··· Trecho ···

Título: O colapso na Saúde
Autor: Braecher, Lisiane; Peixoto, Roberta Trajano
Fonte: O Globo, 11/04/2008, Opinião, p. 7
Acrise da dengue evidenciou duas falhas na saúde do estado: de prevenção e assistência. A incidência da doença deveria diminuir pelo controle do mosquito, e a assistência deveria ser garantida por um plano de contingenciamento e uma rede de serviços de saúde adequados.
Para combater a proliferação do mosquito, o Estado do Rio de Janeiro conta com mais de 5 mil agentes contratados ¿temporariamente¿ por sucessivas vezes pela Funasa, até que a Emenda Constitucional nº 51 garantiu sua permanência nos quadros públicos. Em nenhum outro estado há agentes contratados pelo Executivo federal. Embora pague seus salários, o Ministério da Saúde os cedeu à Secretaria de Estado, que os distribui pelos municípios sem critérios objetivos, deixando a fiscalização para os municípios. Faltam agentes no município do Rio de Janeiro e sobram na Baixada Fluminense, que mesmo assim não está livre da dengue.

··· Dados de entrada ···

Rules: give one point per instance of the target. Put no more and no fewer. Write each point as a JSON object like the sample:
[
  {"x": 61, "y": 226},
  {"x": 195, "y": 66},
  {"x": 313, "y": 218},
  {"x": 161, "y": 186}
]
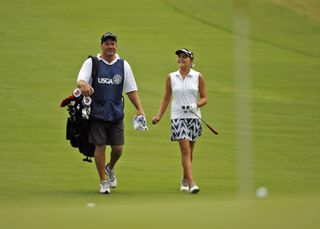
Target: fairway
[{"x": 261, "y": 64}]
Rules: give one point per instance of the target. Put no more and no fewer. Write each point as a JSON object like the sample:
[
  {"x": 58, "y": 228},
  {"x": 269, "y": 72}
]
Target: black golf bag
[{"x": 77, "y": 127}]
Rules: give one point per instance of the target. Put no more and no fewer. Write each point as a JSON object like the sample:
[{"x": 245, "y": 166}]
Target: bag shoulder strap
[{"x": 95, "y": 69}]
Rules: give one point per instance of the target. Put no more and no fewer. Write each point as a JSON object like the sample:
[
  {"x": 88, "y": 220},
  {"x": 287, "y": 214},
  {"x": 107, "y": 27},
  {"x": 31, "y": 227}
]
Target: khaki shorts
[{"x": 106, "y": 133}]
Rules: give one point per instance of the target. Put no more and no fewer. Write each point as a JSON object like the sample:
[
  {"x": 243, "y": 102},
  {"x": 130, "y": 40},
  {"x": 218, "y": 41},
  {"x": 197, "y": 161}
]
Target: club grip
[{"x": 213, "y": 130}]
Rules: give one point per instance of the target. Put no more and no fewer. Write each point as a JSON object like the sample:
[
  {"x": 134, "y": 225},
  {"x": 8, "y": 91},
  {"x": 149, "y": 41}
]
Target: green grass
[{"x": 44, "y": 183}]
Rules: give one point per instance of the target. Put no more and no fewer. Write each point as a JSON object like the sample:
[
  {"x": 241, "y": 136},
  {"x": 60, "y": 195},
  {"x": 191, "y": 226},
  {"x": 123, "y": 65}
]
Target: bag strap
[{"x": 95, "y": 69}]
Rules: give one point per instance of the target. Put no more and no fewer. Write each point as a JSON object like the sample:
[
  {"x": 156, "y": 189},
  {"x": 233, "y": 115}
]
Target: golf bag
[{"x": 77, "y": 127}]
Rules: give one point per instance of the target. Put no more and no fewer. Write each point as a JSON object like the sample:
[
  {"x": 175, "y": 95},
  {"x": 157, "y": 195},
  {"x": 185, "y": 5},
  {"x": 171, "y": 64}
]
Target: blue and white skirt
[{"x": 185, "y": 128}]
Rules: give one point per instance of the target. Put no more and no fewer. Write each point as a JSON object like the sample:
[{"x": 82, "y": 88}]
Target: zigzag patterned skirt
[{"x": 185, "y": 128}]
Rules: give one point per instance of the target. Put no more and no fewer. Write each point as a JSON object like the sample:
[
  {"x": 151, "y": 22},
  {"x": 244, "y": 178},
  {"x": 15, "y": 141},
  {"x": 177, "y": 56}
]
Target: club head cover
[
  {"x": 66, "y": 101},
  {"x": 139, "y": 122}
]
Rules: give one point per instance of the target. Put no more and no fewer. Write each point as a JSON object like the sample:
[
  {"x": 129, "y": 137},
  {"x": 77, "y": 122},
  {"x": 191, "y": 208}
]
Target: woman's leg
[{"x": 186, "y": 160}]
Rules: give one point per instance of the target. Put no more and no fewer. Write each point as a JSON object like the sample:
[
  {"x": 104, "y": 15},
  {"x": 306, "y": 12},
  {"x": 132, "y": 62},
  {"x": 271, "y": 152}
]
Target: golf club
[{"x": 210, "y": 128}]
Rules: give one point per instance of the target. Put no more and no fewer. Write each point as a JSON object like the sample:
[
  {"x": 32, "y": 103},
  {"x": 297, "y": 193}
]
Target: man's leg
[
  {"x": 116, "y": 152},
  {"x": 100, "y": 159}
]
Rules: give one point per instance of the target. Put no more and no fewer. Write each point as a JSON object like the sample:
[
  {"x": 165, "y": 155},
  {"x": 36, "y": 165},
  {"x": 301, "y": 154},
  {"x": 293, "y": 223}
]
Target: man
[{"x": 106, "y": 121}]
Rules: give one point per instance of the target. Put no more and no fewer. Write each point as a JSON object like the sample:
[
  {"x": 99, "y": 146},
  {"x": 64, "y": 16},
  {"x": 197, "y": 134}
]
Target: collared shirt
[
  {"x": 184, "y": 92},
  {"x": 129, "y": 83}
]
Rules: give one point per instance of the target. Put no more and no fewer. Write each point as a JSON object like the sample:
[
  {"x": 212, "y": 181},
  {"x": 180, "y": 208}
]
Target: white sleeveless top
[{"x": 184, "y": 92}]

···
··· Dados de entrada ···

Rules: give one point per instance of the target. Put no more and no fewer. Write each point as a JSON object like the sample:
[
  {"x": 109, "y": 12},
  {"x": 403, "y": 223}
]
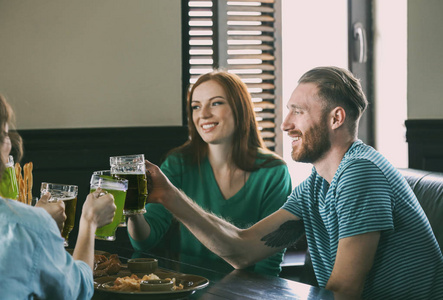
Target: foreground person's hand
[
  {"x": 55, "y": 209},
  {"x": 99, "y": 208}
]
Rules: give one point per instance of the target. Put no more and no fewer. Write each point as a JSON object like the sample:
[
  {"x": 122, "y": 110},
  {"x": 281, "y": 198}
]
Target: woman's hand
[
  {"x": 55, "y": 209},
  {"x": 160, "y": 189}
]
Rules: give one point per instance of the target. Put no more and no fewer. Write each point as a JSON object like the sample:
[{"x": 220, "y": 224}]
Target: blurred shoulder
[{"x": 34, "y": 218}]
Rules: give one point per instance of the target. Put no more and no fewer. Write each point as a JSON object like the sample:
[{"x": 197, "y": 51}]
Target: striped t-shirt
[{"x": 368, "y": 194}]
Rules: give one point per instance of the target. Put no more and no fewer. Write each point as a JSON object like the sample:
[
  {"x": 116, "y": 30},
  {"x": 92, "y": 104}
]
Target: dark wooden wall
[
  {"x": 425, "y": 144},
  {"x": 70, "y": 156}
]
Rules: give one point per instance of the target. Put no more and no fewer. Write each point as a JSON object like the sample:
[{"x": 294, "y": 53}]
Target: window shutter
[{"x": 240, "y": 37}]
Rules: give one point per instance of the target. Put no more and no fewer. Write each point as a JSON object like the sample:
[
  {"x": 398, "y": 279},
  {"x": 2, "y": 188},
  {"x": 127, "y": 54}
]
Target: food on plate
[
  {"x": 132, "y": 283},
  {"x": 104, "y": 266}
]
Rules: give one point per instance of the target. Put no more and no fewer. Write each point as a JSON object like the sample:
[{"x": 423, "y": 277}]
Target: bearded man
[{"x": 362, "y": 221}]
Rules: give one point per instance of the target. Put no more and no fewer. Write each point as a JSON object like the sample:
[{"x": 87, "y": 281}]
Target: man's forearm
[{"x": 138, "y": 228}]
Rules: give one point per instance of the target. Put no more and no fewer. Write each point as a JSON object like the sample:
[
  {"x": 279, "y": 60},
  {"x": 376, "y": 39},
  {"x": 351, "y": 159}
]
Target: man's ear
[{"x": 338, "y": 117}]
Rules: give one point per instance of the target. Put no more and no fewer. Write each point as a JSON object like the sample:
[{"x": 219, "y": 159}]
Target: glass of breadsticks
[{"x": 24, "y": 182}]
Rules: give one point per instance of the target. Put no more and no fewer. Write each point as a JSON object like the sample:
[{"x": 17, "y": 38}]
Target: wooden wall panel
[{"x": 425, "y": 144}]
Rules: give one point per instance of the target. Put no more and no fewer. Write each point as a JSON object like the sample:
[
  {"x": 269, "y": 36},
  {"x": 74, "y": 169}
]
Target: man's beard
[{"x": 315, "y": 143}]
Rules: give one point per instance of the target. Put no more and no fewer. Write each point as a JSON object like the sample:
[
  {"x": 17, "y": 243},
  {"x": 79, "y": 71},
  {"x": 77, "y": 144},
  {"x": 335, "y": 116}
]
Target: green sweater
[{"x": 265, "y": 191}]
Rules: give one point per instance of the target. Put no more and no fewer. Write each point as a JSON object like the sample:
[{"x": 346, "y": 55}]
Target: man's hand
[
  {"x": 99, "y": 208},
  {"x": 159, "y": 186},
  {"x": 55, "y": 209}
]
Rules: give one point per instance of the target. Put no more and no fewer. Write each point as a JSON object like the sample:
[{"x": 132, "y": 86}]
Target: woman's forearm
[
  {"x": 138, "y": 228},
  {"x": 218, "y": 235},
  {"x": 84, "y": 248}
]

···

**Objetivo do exercício:**
Reproduza o trecho sobre a crise da dengue no Rio de Janeiro por inteiro, sem alterar nada.

**Resposta:**
Título: O colapso na Saúde
Autor: Braecher, Lisiane; Peixoto, Roberta Trajano
Fonte: O Globo, 11/04/2008, Opinião, p. 7
Acrise da dengue evidenciou duas falhas na saúde do estado: de prevenção e assistência. A incidência da doença deveria diminuir pelo controle do mosquito, e a assistência deveria ser garantida por um plano de contingenciamento e uma rede de serviços de saúde adequados.
Para combater a proliferação do mosquito, o Estado do Rio de Janeiro conta com mais de 5 mil agentes contratados ¿temporariamente¿ por sucessivas vezes pela Funasa, até que a Emenda Constitucional nº 51 garantiu sua permanência nos quadros públicos. Em nenhum outro estado há agentes contratados pelo Executivo federal. Embora pague seus salários, o Ministério da Saúde os cedeu à Secretaria de Estado, que os distribui pelos municípios sem critérios objetivos, deixando a fiscalização para os municípios. Faltam agentes no município do Rio de Janeiro e sobram na Baixada Fluminense, que mesmo assim não está livre da dengue.